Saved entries
——————————

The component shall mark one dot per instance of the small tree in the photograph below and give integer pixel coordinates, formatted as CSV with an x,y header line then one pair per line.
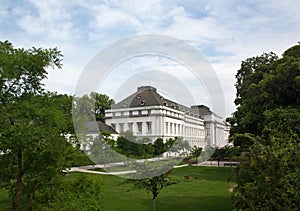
x,y
153,184
196,152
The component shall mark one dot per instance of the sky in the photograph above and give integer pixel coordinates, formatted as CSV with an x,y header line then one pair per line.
x,y
224,33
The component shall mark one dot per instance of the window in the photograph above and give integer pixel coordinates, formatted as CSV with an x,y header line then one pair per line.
x,y
130,126
175,126
167,127
113,125
208,131
121,125
140,127
149,127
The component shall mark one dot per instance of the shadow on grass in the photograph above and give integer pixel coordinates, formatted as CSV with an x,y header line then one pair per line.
x,y
192,203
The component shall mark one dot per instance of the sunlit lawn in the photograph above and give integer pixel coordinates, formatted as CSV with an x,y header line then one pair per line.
x,y
208,191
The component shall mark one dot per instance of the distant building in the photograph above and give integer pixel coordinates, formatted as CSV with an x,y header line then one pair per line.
x,y
92,130
148,114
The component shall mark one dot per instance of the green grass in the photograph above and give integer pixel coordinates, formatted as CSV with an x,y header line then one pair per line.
x,y
209,192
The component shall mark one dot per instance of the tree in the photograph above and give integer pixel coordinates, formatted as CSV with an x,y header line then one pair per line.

——————————

Update the lines above by replacing "integer pixel coordinates" with "whole-number pixel coordinates" and keeping everything else unchanged. Omit the pictures from your answer.

The component shall mark one dot per instance of the small tree in the photograph below and give whole-number pixel coordinates, formatted as CSV with an x,y header line then one pair per line.
x,y
153,184
196,152
The component shall mark one dot per instance of the sky in the photograph above and give whole-number pixel coordinates, formatted as CSV with an x,y header line then one pair per line.
x,y
224,33
The component shall mark one dot per instance of the window in the photograph above and give whole-number pixel coordinates, formatted as CSV with an x,y header line then one pair per line.
x,y
130,126
175,126
167,127
113,125
208,131
121,125
140,127
149,127
The component shall mark one dot per instance of the shadow on grass in the photograph above and give whole-number pixel coordinates, formatted as CSV with an x,y header line then one pair per line.
x,y
192,203
The component shall mark one dot per instance of the sunlit lawn in the photograph above and give whole-number pixel coordinates, formatted as CSV with an x,y header line then one pair per line.
x,y
208,191
The component shall mark one dot per instance of the distant building in the photograph above and give whole-number pixel coordinates, formatted as CSV with an x,y header line then one pair per line.
x,y
92,130
148,114
The component shall mark one dot per instance of the green grass in the photograph above and give whole-number pixel coordinates, formatted as CSV with an x,y header line then one pair per line.
x,y
209,192
The component shall mark one dot per instance of the tree in the photograph above and give whole-number pixel coordinates, formatted as CSV with an x,y header line then one pair per line.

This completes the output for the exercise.